━━━━━ Dataset records ━━━━━

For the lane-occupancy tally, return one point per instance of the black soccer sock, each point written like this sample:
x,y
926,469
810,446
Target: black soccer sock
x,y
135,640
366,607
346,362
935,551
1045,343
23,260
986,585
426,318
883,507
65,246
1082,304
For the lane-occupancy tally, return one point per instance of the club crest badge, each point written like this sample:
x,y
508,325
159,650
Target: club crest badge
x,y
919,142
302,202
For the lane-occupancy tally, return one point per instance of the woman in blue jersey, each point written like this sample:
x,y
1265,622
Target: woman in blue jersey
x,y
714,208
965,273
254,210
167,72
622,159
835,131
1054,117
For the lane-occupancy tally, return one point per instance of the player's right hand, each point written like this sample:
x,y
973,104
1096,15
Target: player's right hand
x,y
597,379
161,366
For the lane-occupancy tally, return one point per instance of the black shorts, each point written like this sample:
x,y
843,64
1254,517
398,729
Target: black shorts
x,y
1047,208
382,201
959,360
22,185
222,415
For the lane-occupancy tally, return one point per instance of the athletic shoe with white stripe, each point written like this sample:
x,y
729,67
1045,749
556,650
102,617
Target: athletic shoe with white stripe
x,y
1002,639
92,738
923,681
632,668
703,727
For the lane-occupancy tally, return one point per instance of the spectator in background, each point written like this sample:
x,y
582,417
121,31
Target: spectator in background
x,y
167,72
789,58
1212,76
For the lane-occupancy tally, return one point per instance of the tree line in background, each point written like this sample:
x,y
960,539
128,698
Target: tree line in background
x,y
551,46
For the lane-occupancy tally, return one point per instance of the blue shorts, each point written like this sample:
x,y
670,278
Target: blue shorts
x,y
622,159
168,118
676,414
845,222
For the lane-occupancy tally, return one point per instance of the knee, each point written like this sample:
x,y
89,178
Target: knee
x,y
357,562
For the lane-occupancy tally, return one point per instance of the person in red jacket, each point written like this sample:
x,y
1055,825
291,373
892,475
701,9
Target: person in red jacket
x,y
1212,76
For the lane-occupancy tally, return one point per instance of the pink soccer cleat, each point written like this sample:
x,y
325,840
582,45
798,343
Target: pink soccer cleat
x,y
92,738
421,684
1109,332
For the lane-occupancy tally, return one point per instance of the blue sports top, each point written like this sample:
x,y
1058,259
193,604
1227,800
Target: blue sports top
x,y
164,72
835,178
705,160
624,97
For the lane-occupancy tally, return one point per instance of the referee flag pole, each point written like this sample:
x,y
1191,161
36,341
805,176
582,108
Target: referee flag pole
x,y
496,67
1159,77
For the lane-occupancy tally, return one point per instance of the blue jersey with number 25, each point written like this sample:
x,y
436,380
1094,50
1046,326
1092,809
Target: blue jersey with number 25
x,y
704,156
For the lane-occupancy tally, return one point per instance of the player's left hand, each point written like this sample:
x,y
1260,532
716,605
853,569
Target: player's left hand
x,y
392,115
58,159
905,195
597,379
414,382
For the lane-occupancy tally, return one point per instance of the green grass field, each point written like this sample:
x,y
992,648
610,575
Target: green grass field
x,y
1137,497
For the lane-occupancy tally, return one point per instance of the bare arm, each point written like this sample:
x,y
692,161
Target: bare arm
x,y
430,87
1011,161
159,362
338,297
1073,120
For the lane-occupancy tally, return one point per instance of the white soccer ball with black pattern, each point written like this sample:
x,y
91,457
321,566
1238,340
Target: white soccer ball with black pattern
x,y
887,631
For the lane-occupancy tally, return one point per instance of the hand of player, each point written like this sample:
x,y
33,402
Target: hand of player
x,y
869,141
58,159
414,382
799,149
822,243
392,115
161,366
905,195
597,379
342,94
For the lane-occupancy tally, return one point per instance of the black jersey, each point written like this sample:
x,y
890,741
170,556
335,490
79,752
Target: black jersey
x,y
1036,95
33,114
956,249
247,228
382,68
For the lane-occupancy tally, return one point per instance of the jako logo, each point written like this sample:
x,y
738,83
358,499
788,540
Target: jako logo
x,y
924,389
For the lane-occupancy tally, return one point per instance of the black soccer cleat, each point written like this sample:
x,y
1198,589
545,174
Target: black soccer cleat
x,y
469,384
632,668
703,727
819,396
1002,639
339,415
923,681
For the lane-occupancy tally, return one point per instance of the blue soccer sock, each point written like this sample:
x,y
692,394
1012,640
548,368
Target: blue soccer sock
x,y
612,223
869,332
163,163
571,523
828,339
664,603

━━━━━

The complete listing is needed again, with each line reproduced exactly.

For the lane-occupancy tally, return one point per instance of the black soccer sock, each point written like this sample:
x,y
926,469
810,446
Target: black soccer sock
x,y
135,640
366,607
346,362
935,551
1045,343
23,260
986,585
426,318
883,507
65,246
1082,304
For the lane-occupancy tally, return one point per instance of the club crest badge, each point written like this sample:
x,y
508,325
159,650
Target: club crest badge
x,y
919,142
302,202
For the lane-occupancy tally, return one point per instance of the woman in blue jersey, each point written like this sample:
x,y
1265,622
Target: woman in blue jersey
x,y
714,208
965,273
254,210
167,72
622,159
835,131
1054,117
For the lane-occupancy tally, return one point per instance of the player's right hand, each point written like this sample:
x,y
973,104
1096,15
Target: player's right hand
x,y
597,379
161,366
For the lane-occupancy tally, return one point per instance of the black shorts, each point written like this sample:
x,y
843,64
1254,517
398,729
Target: black shorts
x,y
1047,208
382,201
959,360
22,185
222,415
For the lane-occupancy tally, return one point per instance of the athletic shoe with white stripe, each point written like this sample:
x,y
729,67
1045,749
556,650
102,617
Target: athletic shoe with white stripe
x,y
1002,639
92,738
923,681
632,668
703,727
For the lane-occupancy tally, return one point per instance of the spectator in background, each point written like this sample:
x,y
582,417
121,31
Target: spectator in background
x,y
167,72
789,58
1212,76
For the lane-occupancy tally, return one point per instance of the tree line in background, each point written like this sample:
x,y
960,539
128,698
Target: tree line in background
x,y
551,46
For the lane-occupancy tally, return one point per instance of the blue shorts, each point written like this sample:
x,y
670,278
Target: blue shorts
x,y
622,159
168,118
676,414
845,222
For the lane-occupancy tally, return one point per instance of the knee, each point written like this sample:
x,y
89,178
Target: knee
x,y
357,562
For the lane-occupancy tally, return one point per instance of the person in red jacket, each point written like this sample:
x,y
1055,825
291,373
892,475
701,9
Target: person in red jacket
x,y
1212,76
For the lane-occupancy tally, return one point per instance of the pink soccer cleat, each point written like this sample:
x,y
325,840
582,45
798,343
Target: pink soccer cleat
x,y
92,738
421,684
1109,332
For the lane-occupancy tally, return one point per instance of the blue sports top, each point written like this sample:
x,y
1058,259
193,604
1227,800
Target: blue sports top
x,y
164,72
835,178
705,160
624,97
For the lane-occupancy tally, return one point per instance of the referee flag pole, each point written like this sample:
x,y
1191,161
36,341
805,176
582,108
Target: referee flag pole
x,y
496,67
1159,77
For the lane-occupancy tally, return one point per instance of the blue jersey with number 25, each point written like this sample:
x,y
436,380
1094,50
1046,326
1092,809
Target: blue jersey with number 25
x,y
704,156
For the lane-occupancy tally, return one point per instance of the player's left hand, each point written like this sample:
x,y
1260,532
716,605
853,569
Target: player's left hand
x,y
392,115
58,159
905,195
597,379
414,382
For the lane-occupancy tally, return one point per instance of the green grass field, each point written like this sample:
x,y
992,648
610,575
Target: green grass field
x,y
1137,497
For the lane-occupancy tally, return one point per instance of the bare arm, each point written like this sample:
x,y
692,161
Target: bare arm
x,y
430,87
1011,161
159,362
338,297
1073,120
For the lane-occupancy tally, return one point per instance of the white soccer ball with black pattern, each point written like this sample:
x,y
91,457
321,566
1238,340
Target: white soccer ball with black pattern
x,y
887,631
For the lane-occupancy tally, return one point per instance of the hand of player, each point written like this sample:
x,y
33,402
Target: hand of player
x,y
869,141
58,159
414,382
799,149
822,243
392,115
161,366
905,195
597,379
342,94
For the lane-occupancy tally, return one point per instance of the black jersey, each point written like this sample:
x,y
890,741
170,556
335,490
79,752
Target: black jersey
x,y
1036,95
33,114
956,249
247,228
382,68
For the lane-occupancy tally, return one point per instance of the jako logo, each point written like this sample:
x,y
738,83
358,499
788,540
Target: jako logo
x,y
924,389
For the lane-occupancy tally, return one point per instance of the black soccer cleat, each point written like this sample:
x,y
1198,589
545,174
Target: black soccer cleat
x,y
469,384
632,668
703,727
819,396
1002,639
339,415
923,681
For the lane-occupancy tally, return one point per instance of the blue soccer sock, each point written like this sample:
x,y
692,394
1012,640
548,368
Target: blue soccer sock
x,y
612,223
869,332
163,163
571,523
828,339
664,603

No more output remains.